### Supplied passage
>>
Just some of the spices I used. Clockwise: cumin, hungarian paprika, turmeric, cinnamon, chili powder, ginger, fenugreek, cardamom pods, nutmeg, poultry seasoning, cloves, allspice. Not pictured: yellow curry powder, Hana Jeera (a special spice blend my Indian friend’s mom made, and shipped over from India. I try to use it sparingly, as I don’t want to become too dependent on it. It’s really, really good.), garlic, salt and pepper.

I started making 2 kinds of dal, Miser Wat and Kik Alicha.

First I sauteed some onions and garlic, and threw in the cardamom pods (bruised) and cloves. After a few minutes I added all of the remaining above mentioned spices, in varying quantities which I really didn’t measure.

Once the onions were nicely caramelized, I removed the cardamom and cloves. Sometimes I find those flavors overwhelming. Plus, lately I’ve been having weird experiences grinding my own spices. They’ve been tasting bitter, I’m not sure if that’s from my coffee (spice) grinder or what, but it’s been a horribly disappointing situation that I didn’t want to risk replicating today.

I pureed the spicy onions, kind of like Niter Kibbeh but I didn’t want to strain anything through cheesecloth, so I pureed it. It worked phenomenally; I think I’ll be pureeing onions like this every time I make dal from now on. It made the finished product so creamy and flavorful.

The dal cooking away. The above Yellow Split Peas, or the Kik Alicha, I wanted to keep a little on the mild side, just nice savory and warm flavors. So I added a good amount of poultry seasoning, cinnamon and nutmeg, as well as a couple teaspoons of the Hana Jeera. The Miser Wat, the Spicy Red Lentils, I wanted to be really tomato-y and acidic, so I added 3/4 a can of fire roasted tomatoes, a little tomato paste and lots of fresh ginger. When both dals were about done cooking, I added in the pureed onions and let all the flavors blend together on low heat for about 20 mins or so. That was Day 1.

And this is what my counter looked like after Day 1.
<<
### Record extracts
>>
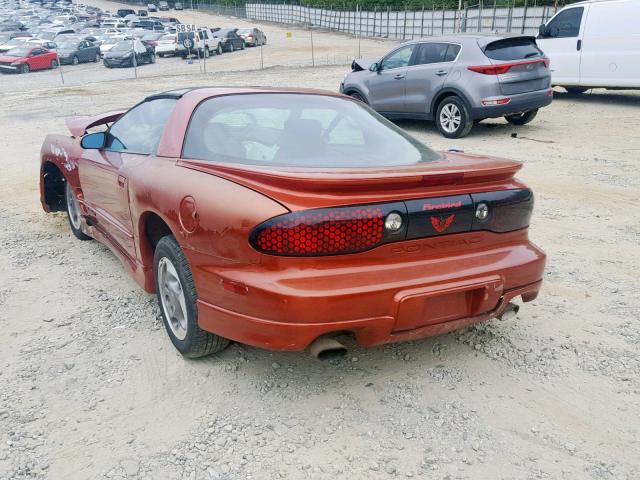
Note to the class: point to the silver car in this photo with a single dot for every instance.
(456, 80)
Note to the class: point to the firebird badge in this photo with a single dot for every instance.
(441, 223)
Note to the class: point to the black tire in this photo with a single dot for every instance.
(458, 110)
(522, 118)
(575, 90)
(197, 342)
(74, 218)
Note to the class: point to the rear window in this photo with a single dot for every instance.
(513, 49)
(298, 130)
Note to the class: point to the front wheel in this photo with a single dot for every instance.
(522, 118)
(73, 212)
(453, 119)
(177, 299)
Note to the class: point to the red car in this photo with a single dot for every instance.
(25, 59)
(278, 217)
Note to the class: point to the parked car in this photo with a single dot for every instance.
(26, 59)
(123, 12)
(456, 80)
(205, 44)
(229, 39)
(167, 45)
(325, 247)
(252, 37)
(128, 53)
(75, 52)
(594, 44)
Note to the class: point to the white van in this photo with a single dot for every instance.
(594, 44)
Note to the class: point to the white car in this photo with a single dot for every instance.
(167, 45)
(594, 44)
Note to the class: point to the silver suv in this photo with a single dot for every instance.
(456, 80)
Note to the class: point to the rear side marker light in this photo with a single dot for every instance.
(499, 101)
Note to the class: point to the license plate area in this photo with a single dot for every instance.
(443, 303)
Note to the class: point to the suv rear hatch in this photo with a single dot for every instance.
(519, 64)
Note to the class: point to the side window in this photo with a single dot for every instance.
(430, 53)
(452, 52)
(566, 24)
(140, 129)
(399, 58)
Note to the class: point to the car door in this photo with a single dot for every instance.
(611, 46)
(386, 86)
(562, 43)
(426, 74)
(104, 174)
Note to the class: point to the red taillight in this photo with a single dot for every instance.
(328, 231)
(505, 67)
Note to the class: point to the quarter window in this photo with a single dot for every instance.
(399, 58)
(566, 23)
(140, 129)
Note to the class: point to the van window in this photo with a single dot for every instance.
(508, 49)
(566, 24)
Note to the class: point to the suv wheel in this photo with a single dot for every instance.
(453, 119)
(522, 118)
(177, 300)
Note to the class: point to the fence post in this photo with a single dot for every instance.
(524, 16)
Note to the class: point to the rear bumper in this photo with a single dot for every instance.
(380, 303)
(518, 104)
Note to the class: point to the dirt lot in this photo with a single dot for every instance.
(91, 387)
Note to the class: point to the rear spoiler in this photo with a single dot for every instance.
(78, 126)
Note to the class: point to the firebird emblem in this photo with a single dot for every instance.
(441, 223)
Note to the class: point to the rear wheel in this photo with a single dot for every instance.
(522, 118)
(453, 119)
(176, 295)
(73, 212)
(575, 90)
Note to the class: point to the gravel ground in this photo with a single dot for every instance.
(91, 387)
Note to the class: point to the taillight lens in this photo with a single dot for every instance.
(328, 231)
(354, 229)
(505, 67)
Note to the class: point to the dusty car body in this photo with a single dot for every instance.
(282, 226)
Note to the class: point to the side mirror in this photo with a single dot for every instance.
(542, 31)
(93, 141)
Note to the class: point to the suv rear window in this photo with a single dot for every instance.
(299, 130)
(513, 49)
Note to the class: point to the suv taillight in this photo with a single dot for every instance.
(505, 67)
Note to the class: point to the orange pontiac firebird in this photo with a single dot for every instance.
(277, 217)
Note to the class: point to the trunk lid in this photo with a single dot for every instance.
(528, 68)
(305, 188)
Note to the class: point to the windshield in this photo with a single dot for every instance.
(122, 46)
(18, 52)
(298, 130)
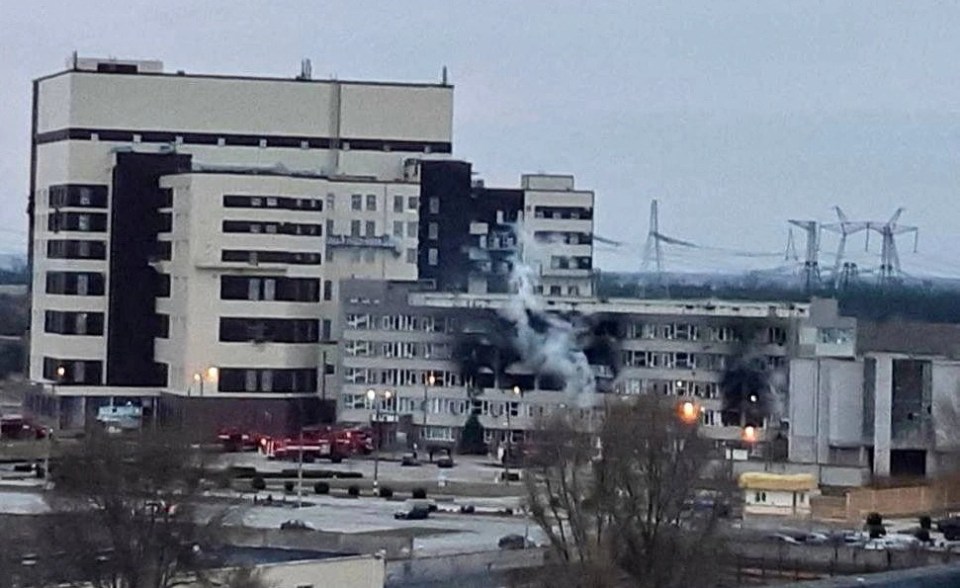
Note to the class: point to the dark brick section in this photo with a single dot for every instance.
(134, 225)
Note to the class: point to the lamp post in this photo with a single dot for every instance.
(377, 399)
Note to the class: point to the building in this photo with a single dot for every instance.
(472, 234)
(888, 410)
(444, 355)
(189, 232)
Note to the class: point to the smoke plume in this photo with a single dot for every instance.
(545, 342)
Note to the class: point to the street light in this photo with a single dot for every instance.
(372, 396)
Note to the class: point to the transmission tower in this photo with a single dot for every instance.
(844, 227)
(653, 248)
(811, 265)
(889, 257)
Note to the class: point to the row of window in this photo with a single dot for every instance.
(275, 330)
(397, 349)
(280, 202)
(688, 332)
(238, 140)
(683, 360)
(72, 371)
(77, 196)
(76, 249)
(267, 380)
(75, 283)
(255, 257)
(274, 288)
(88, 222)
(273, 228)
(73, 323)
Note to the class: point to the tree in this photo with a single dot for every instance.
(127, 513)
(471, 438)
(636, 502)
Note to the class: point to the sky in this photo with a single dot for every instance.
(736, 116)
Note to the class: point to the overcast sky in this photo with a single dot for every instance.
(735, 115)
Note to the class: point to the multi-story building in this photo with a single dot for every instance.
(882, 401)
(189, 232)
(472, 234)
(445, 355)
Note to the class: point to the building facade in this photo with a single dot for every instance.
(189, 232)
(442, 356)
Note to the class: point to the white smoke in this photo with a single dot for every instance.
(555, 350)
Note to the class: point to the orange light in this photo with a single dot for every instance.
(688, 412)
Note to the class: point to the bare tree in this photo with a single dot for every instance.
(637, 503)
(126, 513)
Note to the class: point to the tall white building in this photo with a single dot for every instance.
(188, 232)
<<
### Work task 1
Echo the dal-making text word for word, starting at "First I sauteed" and ending at "risk replicating today.".
### Work task 2
Answer these questions from the dal-making text:
(a) Which two kinds of dal were made?
(b) What was removed from the pan once the onions were caramelized?
(c) For about how long were the flavors left to blend on low heat?

### Output 1
First I sauteed some onions and garlic, and threw in the cardamom pods (bruised) and cloves. After a few minutes I added all of the remaining above mentioned spices, in varying quantities which I really didn’t measure.

Once the onions were nicely caramelized, I removed the cardamom and cloves. Sometimes I find those flavors overwhelming. Plus, lately I’ve been having weird experiences grinding my own spices. They’ve been tasting bitter, I’m not sure if that’s from my coffee (spice) grinder or what, but it’s been a horribly disappointing situation that I didn’t want to risk replicating today.

### Output 2
(a) Miser Wat and Kik Alicha
(b) The cardamom and cloves
(c) About 20 minutes